■ Work to complete: Output each entry exactly; skip nothing.
━━ Records supplied ━━
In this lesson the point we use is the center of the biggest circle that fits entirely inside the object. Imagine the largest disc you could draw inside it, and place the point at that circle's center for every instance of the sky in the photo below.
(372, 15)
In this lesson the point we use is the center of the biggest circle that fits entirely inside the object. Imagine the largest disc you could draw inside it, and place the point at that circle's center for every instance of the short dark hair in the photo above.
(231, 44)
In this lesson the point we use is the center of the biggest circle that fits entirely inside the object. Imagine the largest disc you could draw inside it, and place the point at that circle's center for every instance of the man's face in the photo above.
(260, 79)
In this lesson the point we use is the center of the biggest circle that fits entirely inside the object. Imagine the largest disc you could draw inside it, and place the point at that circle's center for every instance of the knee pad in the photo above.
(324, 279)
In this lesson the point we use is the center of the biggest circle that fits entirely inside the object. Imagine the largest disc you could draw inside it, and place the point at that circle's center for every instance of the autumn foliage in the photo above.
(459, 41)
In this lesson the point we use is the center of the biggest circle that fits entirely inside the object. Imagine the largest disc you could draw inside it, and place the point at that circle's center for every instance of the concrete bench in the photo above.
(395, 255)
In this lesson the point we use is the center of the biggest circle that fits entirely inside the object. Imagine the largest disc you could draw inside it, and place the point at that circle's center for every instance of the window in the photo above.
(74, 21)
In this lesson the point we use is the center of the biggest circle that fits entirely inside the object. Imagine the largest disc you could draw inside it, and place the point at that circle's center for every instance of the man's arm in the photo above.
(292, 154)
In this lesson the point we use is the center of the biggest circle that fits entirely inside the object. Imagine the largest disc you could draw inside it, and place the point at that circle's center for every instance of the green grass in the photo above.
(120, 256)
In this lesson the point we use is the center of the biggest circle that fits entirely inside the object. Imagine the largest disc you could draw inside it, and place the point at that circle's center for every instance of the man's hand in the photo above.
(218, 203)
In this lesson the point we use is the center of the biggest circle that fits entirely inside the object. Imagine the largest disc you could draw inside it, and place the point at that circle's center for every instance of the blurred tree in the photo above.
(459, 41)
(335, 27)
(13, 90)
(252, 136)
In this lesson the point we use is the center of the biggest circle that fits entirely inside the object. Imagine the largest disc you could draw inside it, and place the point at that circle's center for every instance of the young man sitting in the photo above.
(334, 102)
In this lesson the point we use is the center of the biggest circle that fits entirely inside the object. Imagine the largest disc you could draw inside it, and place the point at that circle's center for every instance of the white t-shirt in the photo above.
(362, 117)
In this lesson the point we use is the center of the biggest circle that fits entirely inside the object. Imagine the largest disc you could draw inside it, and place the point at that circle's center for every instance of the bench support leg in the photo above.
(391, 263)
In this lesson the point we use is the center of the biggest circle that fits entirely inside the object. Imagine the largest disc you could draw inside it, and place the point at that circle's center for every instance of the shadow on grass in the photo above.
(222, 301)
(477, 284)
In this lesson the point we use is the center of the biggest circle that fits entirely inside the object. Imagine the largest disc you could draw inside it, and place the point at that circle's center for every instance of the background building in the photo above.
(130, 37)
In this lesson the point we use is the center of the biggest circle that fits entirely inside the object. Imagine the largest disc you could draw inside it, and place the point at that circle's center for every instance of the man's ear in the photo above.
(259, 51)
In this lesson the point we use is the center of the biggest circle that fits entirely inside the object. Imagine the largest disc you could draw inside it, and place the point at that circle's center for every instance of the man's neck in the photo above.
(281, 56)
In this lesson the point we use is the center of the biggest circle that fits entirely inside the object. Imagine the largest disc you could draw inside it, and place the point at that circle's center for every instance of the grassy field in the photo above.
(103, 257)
━━━
■ Result:
In this lesson the point we use is the center of the biggest circle that fits entirely inside the object. Imagine the largest disc you could draw inside it, and place the point at that circle's center for every instance of the sky in the photo below.
(372, 15)
In this lesson the point we use is the center of the biggest circle that fits entirely inside the object. Imagine the largest disc you could draw inside it, and place the point at that circle's center for every instance of the short dark hair in the photo above.
(231, 44)
In this lesson the point we use is the center of the biggest circle that fits entirely inside the object. Imagine the largest disc you could draw inside it, and place the point at that circle's center for every instance of the man's face in the photo above.
(260, 79)
In this lesson the point we use is the center of the biggest circle that fits entirely inside the object. Imagine the largest disc you could draw inside it, and place the point at that circle's center for every instance of the knee pad in the photo above.
(324, 279)
In this lesson the point we use is the center of the biggest circle that fits entirely inside the object. Imagine the largest disc you could draw inside it, and place the point at that circle's center for every instance of the autumn foliage in the photo above.
(459, 41)
In this lesson the point we use is the center of the biggest circle that fits entirely inside the object. Imagine the largest disc you could draw inside it, and place the point at that circle's center for every instance of the concrete bench in the photo above.
(395, 255)
In this lesson the point we use is the center of the biggest circle that fits entirely inside the object. Imagine the largest disc you could draw inside it, and place the point at that circle's center for every instance of the window in the photo above.
(74, 21)
In this lesson the point we use is the center of the biggest circle that fits entirely inside the object. Imagine the largest disc you could draw inside it, and place the point at that circle's center for every instance of the man's arm in the photo above.
(292, 154)
In this lesson the point we use is the center of the biggest circle that fits entirely inside the object. Imagine the largest disc you could draw inside it, and place the point at that circle's center for every instance of the green grass in the photo above.
(120, 256)
In this lesson the point we use is the center of the biggest circle that fits entirely inside the object. Imagine the largest disc you could draw inside it, and place the point at that circle's center for every instance of the man's hand in the photo above.
(218, 203)
In this lesson the point we use is the center of the biggest circle that fits entirely inside the object. Imagine the largest disc you could draw inside it, and place the point at that circle's center for every instance of the blurred tree in the photo above.
(459, 41)
(335, 27)
(13, 90)
(252, 136)
In this lesson the point we use is the center of the biggest circle that fits entirely inside the object. Imagine the largest disc you could draw inside it, and place the point at that circle's center for every instance of the young man sitting in the photo above.
(334, 102)
In this lesson the point we use is the center of the biggest circle that fits entirely inside the object. Imagine the largest disc you could draw inside it, and place the point at that circle's center for every instance of the white t-shirt in the photo above.
(362, 117)
In this lesson the point we use is the center of the biggest circle that fits entirely inside the object. Imagine the largest disc you could draw inside it, and place the point at that circle's center for every instance of the bench support leg in the photo above.
(391, 263)
In this lesson the point we use is the center of the biggest circle that fits entirely inside the object. Imagine the largest disc you could draw inside it, and place the point at that circle's center for every instance of the shadow on grass in the photo above.
(222, 301)
(477, 284)
In this lesson the point we use is the center of the biggest circle that fits entirely inside the object. Imagine the largest disc you could draw inside it, and place the point at that circle's center for every instance of the background building in the photo above.
(130, 37)
In this lesson the point we use is the center of the biggest circle that fits entirely inside the object. Imagine the largest disc you could draw inside it, and place the point at that circle's center for every instance of the man's ear in the photo above.
(259, 51)
In this lesson the point we use is the center of the biggest circle that fits entirely inside the object. Imagine the largest disc you could draw inside it, and place the point at that circle's center for every instance of the man's neck in the photo above.
(281, 56)
In this lesson the point we use is the center of the biggest circle that fits entirely inside the object. Imagine the largest disc you could draw inside it, and place the point at that circle's center for every instance of the grassy field in the photo above.
(103, 257)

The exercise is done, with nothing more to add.